* **Dataset excerpts**
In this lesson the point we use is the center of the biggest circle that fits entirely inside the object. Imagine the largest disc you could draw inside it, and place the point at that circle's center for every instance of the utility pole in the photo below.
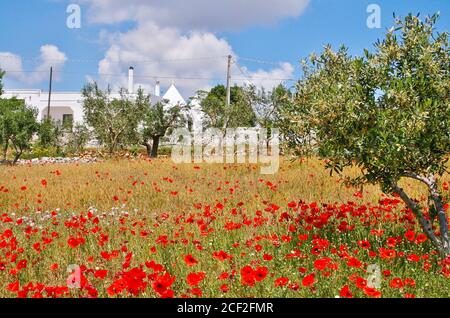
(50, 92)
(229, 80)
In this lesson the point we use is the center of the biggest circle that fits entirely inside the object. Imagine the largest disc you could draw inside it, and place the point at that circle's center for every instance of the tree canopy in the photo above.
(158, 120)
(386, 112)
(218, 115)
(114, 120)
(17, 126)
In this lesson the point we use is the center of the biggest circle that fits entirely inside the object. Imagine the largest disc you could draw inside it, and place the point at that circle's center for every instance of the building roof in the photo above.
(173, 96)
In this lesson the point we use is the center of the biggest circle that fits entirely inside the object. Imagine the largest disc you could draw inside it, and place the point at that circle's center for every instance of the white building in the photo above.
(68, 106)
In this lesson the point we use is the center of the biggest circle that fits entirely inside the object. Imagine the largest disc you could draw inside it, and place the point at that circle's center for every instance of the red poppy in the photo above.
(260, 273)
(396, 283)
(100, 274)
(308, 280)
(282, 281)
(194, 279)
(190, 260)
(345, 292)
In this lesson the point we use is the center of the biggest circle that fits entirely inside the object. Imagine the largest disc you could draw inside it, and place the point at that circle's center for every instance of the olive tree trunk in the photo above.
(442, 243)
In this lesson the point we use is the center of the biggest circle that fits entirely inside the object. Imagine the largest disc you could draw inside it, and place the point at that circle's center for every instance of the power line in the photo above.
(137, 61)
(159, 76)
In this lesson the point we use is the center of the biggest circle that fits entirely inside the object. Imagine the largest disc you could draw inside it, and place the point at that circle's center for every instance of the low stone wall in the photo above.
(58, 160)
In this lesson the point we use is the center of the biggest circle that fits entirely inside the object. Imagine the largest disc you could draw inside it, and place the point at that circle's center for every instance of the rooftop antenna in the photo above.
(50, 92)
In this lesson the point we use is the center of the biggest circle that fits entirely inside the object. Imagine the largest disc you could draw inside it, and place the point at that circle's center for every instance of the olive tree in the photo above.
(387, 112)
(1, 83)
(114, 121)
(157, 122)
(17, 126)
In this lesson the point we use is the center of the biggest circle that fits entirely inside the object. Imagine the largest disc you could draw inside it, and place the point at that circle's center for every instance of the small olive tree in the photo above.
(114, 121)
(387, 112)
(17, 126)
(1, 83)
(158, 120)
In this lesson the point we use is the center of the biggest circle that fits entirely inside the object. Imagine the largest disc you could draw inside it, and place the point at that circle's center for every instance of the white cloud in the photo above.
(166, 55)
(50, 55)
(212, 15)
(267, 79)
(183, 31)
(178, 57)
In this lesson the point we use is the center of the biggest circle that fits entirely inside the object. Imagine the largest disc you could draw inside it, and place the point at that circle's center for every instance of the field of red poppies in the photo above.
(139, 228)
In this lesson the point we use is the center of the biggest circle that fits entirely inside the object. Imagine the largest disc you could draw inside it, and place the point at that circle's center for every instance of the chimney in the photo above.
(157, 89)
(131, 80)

--

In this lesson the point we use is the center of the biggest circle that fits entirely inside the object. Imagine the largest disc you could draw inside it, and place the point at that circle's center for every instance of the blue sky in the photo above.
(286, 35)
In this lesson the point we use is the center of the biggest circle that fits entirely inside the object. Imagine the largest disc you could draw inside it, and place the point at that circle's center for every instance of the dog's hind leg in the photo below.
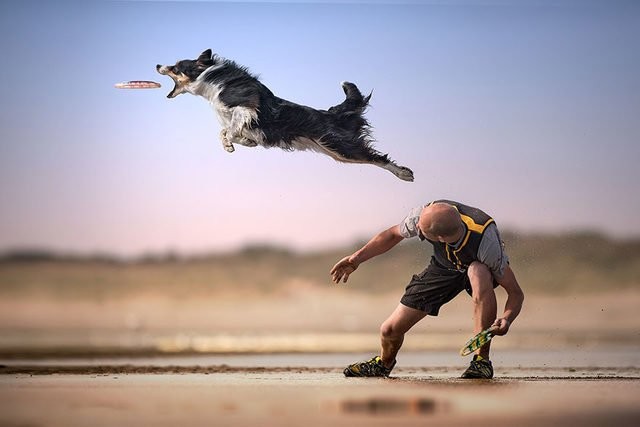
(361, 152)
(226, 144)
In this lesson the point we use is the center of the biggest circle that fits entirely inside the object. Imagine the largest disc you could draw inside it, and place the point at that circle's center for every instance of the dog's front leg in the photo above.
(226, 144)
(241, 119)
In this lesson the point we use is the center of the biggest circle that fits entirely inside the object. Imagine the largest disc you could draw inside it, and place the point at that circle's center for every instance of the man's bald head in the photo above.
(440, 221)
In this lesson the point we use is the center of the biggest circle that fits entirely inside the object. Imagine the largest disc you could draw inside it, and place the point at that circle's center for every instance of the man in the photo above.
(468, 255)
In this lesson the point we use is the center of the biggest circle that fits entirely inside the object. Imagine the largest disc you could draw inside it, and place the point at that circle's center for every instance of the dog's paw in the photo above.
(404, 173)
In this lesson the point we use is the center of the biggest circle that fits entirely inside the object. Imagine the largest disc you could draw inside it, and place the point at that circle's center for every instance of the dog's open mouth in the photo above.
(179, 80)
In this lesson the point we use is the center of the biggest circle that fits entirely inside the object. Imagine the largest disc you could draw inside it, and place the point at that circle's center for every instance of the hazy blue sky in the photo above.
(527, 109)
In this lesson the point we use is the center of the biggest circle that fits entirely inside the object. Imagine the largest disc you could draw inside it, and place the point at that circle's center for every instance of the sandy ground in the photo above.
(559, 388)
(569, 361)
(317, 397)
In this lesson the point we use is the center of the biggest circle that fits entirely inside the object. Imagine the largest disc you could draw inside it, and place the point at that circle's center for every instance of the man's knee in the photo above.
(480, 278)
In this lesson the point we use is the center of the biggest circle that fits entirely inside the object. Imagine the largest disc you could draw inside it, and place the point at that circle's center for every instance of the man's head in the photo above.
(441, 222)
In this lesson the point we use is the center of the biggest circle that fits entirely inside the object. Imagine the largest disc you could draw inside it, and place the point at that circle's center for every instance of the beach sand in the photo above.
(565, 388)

* **Given request**
List every line in the records above that contains the word "below", matching its case exactly.

* **Solution for this exercise**
In this lesson the point we use is the center of the biggest circle that fits entirely inside the object. Imagine the largest disc you could draw inside it, and place the point at that circle's center for every instance of the utility pole in the photo below.
In this lesson the point we use is the center of the biggest circle that fits entirely inside the object. Imagine the largest disc you could draw inside it, and place the point at that circle's center for every instance of the dog's hind leg in the photo below.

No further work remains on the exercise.